== EXERCISE DESCRIPTION ==
Every line below between the one holding "the man wearing" and the one holding "of the woman's", inclusive, should be copied exactly, and no other line.

== EXTRACTED MATERIAL ==
[Start of Attachment]
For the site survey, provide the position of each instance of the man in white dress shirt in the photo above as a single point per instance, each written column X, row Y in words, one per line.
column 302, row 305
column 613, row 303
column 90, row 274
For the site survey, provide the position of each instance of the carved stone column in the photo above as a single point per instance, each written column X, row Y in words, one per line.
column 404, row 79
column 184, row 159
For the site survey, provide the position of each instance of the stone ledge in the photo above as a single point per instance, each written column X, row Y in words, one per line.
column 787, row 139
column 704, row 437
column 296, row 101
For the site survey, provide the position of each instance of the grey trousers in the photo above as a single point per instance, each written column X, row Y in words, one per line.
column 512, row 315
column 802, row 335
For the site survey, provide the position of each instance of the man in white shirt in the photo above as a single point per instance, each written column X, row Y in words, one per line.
[End of Attachment]
[Start of Attachment]
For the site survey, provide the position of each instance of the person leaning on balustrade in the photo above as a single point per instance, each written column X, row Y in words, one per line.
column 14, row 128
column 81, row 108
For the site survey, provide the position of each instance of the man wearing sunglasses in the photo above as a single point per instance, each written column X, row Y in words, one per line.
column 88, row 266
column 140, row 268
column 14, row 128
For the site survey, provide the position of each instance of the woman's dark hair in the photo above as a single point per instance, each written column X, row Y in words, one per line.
[End of Attachment]
== OUTPUT FOR THIS EXERCISE ==
For the site survey, provide the position of each instance of the man wearing sunglasses in the photo above as a single point per instance, each written column X, row Y in words, one per line.
column 88, row 266
column 140, row 268
column 14, row 128
For the site survey, provide the position of each instance of the woman's dark hair in the photo above as a single point per instance, each written column X, row Y in words, one per line.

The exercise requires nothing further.